LIST OF TASKS:
#1 From the GMOS reduction steps, write out the part starting at "1. Use GPREPARE" and ending at "function of wavelength.".
#2 In the GMOS reduction steps, what value of fl_dark should normally be used?
#3 Carry on the GMOS reduction steps after their final sentence.

EXCERPT:
........
1. Use GPREPARE to update the raw data headers and attach the mask definition file (MDF) as a binary table. The other tasks will call GPREPARE as needed if this step is omitted.

2. Use GBIAS to create a bias image.

3. Use GSFLAT to derive normalized flat fields. The spectral flats taken using GCAL usually have very large variations in the illumination as a function of wavelength.

4. Use GSREDUCE to trim the images, subtract the overscan level (if requested), subtract the bias image, subtract the scaled dark image (if requested), mosaic the data from the separate CCDs together, divide by the flat field, interpolate across the detector gaps in the GMOSAICd image, calculate and apply an approximate wavelength solution, cut and write the data from slitlets into separate science extensions (MOS data), and add the object title to each output extension (MOS data). GIREDUCE will also create and attach data quality and variance planes if requested (fl_vardq=yes). The dark current for GMOS is low enough that subtraction of the dark image is normally not needed and one should use fl_dark=no. GSREDUCE can call GSCRREJ, use fl_crrej=yes. The rejection of cosmic ray hits is done after the bias subtraction, but before the images are mosaiced and flat fielded. Thus, GSCRREJ is run on images that have not been interpolated.
........
INPUT DATA:
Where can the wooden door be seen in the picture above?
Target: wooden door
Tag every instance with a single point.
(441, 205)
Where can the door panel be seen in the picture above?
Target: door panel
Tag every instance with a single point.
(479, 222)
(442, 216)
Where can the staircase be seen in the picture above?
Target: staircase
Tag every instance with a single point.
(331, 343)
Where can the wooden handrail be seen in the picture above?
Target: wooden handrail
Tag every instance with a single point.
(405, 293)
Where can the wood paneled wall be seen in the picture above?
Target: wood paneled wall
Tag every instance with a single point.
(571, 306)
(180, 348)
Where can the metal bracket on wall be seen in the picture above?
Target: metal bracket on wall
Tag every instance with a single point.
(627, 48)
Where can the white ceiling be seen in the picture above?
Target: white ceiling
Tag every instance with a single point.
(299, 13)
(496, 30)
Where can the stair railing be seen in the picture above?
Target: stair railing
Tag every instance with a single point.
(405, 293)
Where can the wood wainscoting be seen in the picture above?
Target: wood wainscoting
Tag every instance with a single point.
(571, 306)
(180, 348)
........
RESPONSES BY ITEM NUMBER:
#1
1. Use GPREPARE to update the raw data headers and attach the mask definition file (MDF) as a binary table. The other tasks will call GPREPARE as needed if this step is omitted.

2. Use GBIAS to create a bias image.

3. Use GSFLAT to derive normalized flat fields. The spectral flats taken using GCAL usually have very large variations in the illumination as a function of wavelength.

#2 fl_dark=no

#3
5. Use GSWAVELENGTH to establish an accurate wavelength calibration from calibration arc images.

6. Use GSTRANSFORM to apply the wavelength solution to the science images and rectify the two dimensional images prior to sky subtraction. GSTRANSFORM can also be applied to the calibration arc image to quantify the accuracy of the wavelength solution.

7. Use GSSKYSUB to subtract the sky from the spectral images.

8. Use GSEXTRACT to extract one-dimensional spectra from the two-dimensional spectra.


GSSTANDARD can be used to establish a sensitivity function from GSREDUCEd standard star spectral data. The output from GSSTANDARD can be used by GSCALIBRATE on either the two dimensional or GSEXTRACTed science data.


Example reduction scripts are available, see GMOSEXAMPLES.


The tasks in the GMOS package have been tested with up to three extension MEF files.

The tasks in the GMOS package are designed to operate on MEF FITS images only that have been processed using GPREPARE. GPREPARE will not run on data from instruments other than GMOS. The GMOS tasks will not run on simple FITS files.

For more information regarding the GMOS data structure and for generic GMOS package descriptions, see GMOSINFO. For more information about the imaging tasks, see GMOSINFOIMAG. For more information about the IFU tasks, see GMOSINFOIFU.

Input image names should in general not contain directory paths as not all tasks have been tested in this mode.

Improvements to the (previously semi-functional) variance and data quality propagation in the GMOS package have undergone limited testing; the accuracy of the results should still be verified at each step by the scientist, particularly for spectroscopic data reduction tasks.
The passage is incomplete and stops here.